ASSIGNED TASK: Take the entries below and retype them word for word, excluding the images.

[Photo-based referring expression data]
________________________________________
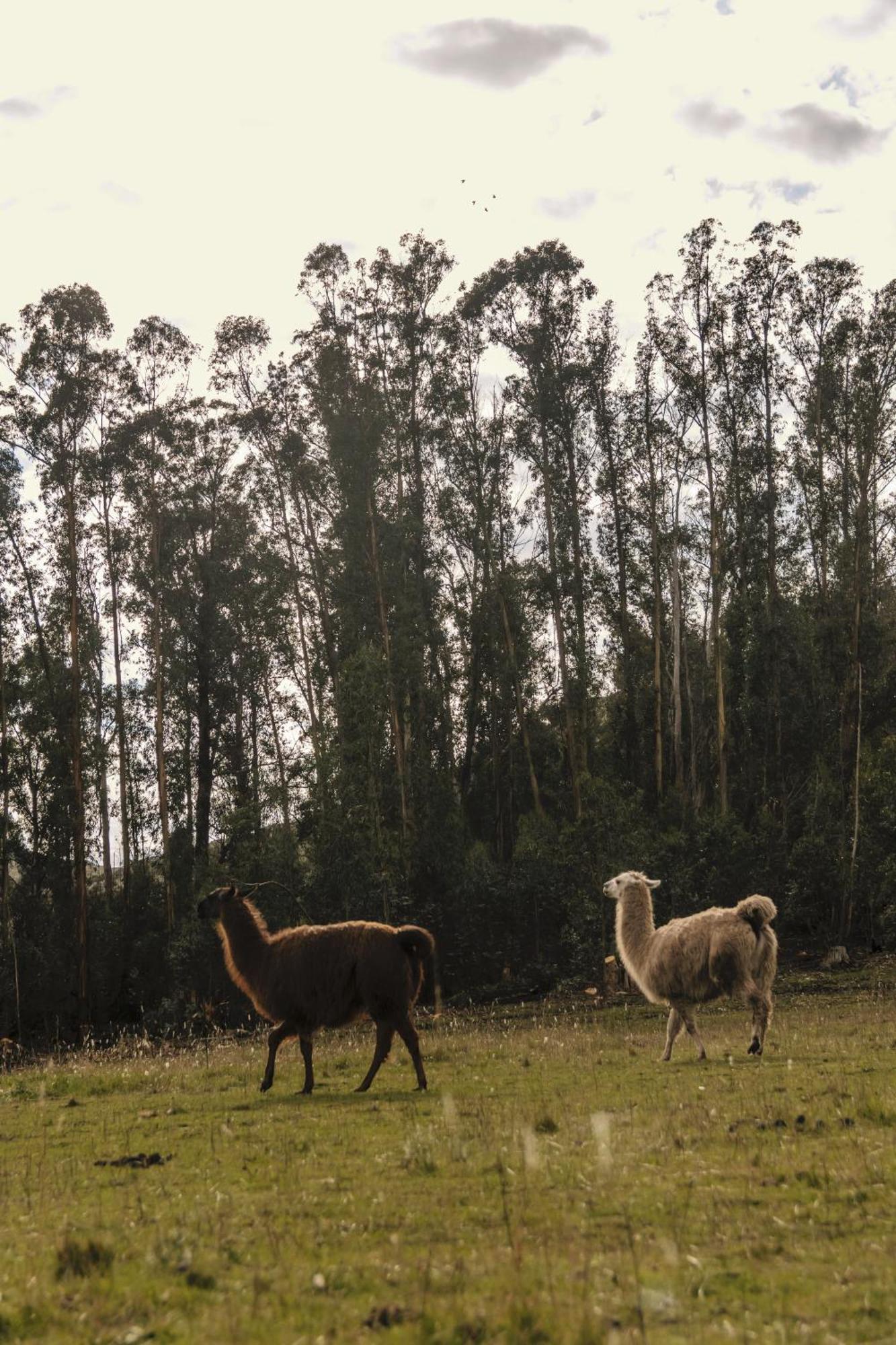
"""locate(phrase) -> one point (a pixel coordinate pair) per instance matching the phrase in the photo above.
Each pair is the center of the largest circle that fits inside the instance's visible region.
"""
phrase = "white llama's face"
(614, 888)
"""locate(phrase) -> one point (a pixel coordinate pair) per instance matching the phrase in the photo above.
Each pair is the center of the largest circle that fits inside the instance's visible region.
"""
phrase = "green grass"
(556, 1184)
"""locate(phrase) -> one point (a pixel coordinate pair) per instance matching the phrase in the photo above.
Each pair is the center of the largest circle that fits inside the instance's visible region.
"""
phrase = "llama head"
(213, 906)
(616, 888)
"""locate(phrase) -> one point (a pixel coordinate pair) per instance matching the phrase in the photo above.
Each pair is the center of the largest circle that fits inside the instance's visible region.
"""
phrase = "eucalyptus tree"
(349, 419)
(825, 294)
(107, 469)
(763, 289)
(209, 523)
(267, 400)
(407, 349)
(865, 430)
(161, 356)
(52, 410)
(689, 328)
(534, 307)
(478, 518)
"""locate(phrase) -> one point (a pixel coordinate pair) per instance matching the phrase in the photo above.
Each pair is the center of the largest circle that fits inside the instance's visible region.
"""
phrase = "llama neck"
(245, 944)
(634, 926)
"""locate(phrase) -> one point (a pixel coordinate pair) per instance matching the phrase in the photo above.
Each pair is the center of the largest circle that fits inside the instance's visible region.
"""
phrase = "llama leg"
(275, 1039)
(384, 1044)
(673, 1028)
(306, 1047)
(408, 1035)
(760, 1005)
(690, 1024)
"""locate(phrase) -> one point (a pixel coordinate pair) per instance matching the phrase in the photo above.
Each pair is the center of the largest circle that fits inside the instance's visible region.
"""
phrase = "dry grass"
(556, 1184)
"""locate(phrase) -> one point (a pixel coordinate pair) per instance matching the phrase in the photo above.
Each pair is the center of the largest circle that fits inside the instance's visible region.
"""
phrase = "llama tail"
(416, 942)
(756, 911)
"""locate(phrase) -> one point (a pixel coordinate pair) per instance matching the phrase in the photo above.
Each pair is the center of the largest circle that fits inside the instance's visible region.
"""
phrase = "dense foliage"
(408, 640)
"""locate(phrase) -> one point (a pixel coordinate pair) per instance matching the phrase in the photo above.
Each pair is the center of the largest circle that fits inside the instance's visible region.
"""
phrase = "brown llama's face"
(615, 888)
(213, 906)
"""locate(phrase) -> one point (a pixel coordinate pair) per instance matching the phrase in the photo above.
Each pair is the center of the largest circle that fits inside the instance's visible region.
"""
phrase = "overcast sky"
(184, 158)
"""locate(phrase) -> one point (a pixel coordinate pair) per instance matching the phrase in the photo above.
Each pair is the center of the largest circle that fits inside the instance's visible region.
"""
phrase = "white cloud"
(499, 53)
(243, 145)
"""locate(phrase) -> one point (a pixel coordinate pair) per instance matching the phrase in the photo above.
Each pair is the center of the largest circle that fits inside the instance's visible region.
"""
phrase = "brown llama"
(323, 977)
(690, 961)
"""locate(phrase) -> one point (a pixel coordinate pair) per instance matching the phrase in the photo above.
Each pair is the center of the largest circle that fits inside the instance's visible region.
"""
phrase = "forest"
(447, 614)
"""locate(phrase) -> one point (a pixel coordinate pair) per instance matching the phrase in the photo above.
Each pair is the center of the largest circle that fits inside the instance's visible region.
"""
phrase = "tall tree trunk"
(103, 793)
(678, 754)
(120, 719)
(79, 821)
(572, 748)
(282, 769)
(7, 931)
(397, 730)
(579, 598)
(162, 774)
(205, 758)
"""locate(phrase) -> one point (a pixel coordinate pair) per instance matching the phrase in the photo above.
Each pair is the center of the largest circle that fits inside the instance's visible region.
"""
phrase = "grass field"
(556, 1184)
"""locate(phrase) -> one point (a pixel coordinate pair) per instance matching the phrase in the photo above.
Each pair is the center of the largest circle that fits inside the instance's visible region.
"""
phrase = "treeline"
(413, 641)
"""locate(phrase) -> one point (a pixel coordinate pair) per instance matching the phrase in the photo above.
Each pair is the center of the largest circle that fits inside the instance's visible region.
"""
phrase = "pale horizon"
(185, 163)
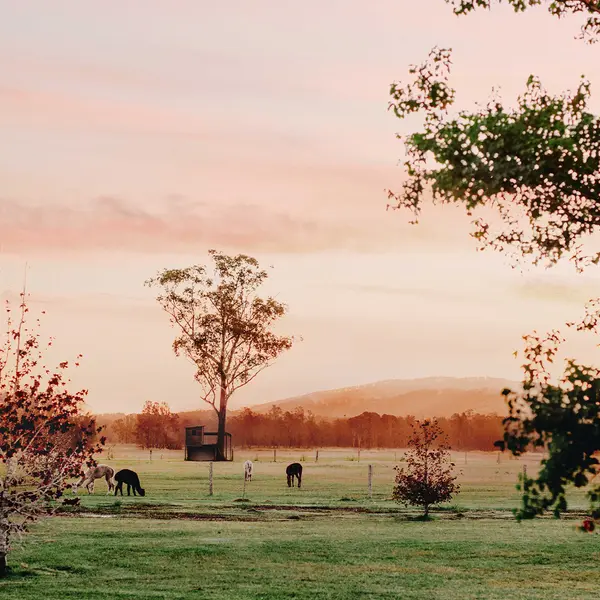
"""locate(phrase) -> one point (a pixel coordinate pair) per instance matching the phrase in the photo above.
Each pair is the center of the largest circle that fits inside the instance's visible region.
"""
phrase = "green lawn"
________________________________________
TASK OUTPUT:
"""locate(phrase) -> one point (a pixel coordinate pair) per instance matching the phrase in the photo above.
Each pair is the center of the largest circle that fits inside the instance's visible region.
"""
phrase = "white llama's face"
(614, 888)
"""locate(phrase) -> one point (a pixel coordinate pair) per instance matching the phrase in the photo above.
Each pair is the center of the largest circle that fits inside the instance's visible region.
"""
phrase = "green grass"
(556, 1184)
"""locate(phrase) -> one point (a pixel coordinate pair) per instance matching the phrase in the photo above.
Each pair is the center of the largest circle that fits inside the instance's visible region.
"""
phrase = "llama head"
(213, 906)
(616, 888)
"""locate(phrase) -> one point (a pixel coordinate pair) per instance matching the phrase in the photo above.
Each pair is the center of the largest circle that fits inside the instance's visible region.
"""
phrase = "eucalyptus tree"
(349, 419)
(825, 294)
(107, 469)
(763, 289)
(209, 523)
(267, 400)
(407, 349)
(865, 430)
(161, 356)
(52, 410)
(689, 328)
(534, 307)
(478, 518)
"""locate(phrase) -> one point (a pixel coordinate pair) per instance matching the phrase in the photo above.
Each pair is the center of the largest circle that fits inside the instance's visible region.
"""
phrase = "llama neck"
(245, 944)
(634, 926)
"""locate(phrase) -> one point (a pixel coordinate pair) per instance matching the phrase in the photo above.
Each pair is the center of the largest circle that fits inside the instance's visible region.
"""
phrase = "llama leg"
(275, 1039)
(384, 1044)
(673, 1028)
(306, 1047)
(408, 1035)
(760, 1005)
(690, 1024)
"""locate(phrase) -> one point (a pixel coordinate pair) per instance matching the phrase in the photo above.
Each pair is the center of the largest circle that fits inside the instance's visible region.
"""
phrase = "dry grass"
(556, 1184)
"""locate(phrase) -> one point (a pixel coordinate pair) per instance matching the phrase in the photo above.
Each pair is the center of the largest circle that fits inside the instance's visible region.
"""
phrase = "llama tail"
(416, 942)
(756, 911)
"""locate(phrase) -> one point (a pixel coordinate pair) per instance matching the phrase in the photo above.
Each pair is the center of the largest circle that fits inside the instance's visible region.
"""
phrase = "dense foliage"
(408, 640)
"""locate(phrase) -> one point (a pixel coordinate pair) per instance matching the phrase in the photo above.
Each pair is the center of the largest circle that fits inside the instance's visible region.
"""
phrase = "brown llama's face"
(615, 888)
(213, 906)
"""locate(phrase) -> one point (a pixel coordinate pair) per instance matching the phrase in the photo above.
Each pair is the center of the largest circle that fits inside the instance's visible region.
"""
phrase = "overcast sky"
(184, 158)
"""locate(phrase) -> one point (a pixel coordinate pair) per instance matching the phrase in the photo above.
Each pair is the center of the largest circle that fits inside the instance's visible region.
"""
phrase = "white cloud"
(499, 53)
(243, 145)
"""locate(phrase) -> one point (a pixel coordinate pair) per instance matching the phrase in the photo above.
Each pair is the center of the largest circle that fits inside the instance's visible region.
"""
phrase = "brown llama"
(323, 977)
(690, 961)
"""locate(phrase) -> one point (a pixel coordinate pair) per instance matching the phrase in the photo above.
Each pair is the center of the largest circle that fits inside the instance's visible region.
"""
phrase = "forest"
(447, 614)
"""locate(phrase) -> one point (a pixel coordinate pair) per instance matching the phrase in the photo above.
Each pair is the center of the largest circle that fits inside the instance's visible region.
"""
phrase = "tall tree trunk"
(103, 793)
(678, 754)
(120, 719)
(79, 821)
(572, 748)
(282, 769)
(7, 931)
(397, 730)
(579, 598)
(162, 774)
(205, 758)
"""locate(phrase) -> one point (a pixel coordinate pair) per instance matching the phrase in the photo above.
Each pair is the center of the largest circle that fits inside the instance's visible region.
"""
phrase = "grass field"
(556, 1184)
"""locate(phrase) -> one point (a pixel coordinate pair) per instance matching the phrase in the photo above.
Each pair is the center of the largest circle that fits inside the instance's visible region.
"""
phrase = "treeline"
(413, 641)
"""locate(phrase) -> one point (a pixel coordinate pair) per instance matching the phrase in the photo above.
Each pair is the center of the largest circle that fits inside the instance's visible region.
"""
phrase = "pale horizon"
(185, 163)
"""locate(phrase) -> one point (a pixel coordinate pair) per instance matching the phrase in the photo above.
Each pair is the center of the largest circle that fits inside the instance's visible region.
"""
phrase = "green lawn"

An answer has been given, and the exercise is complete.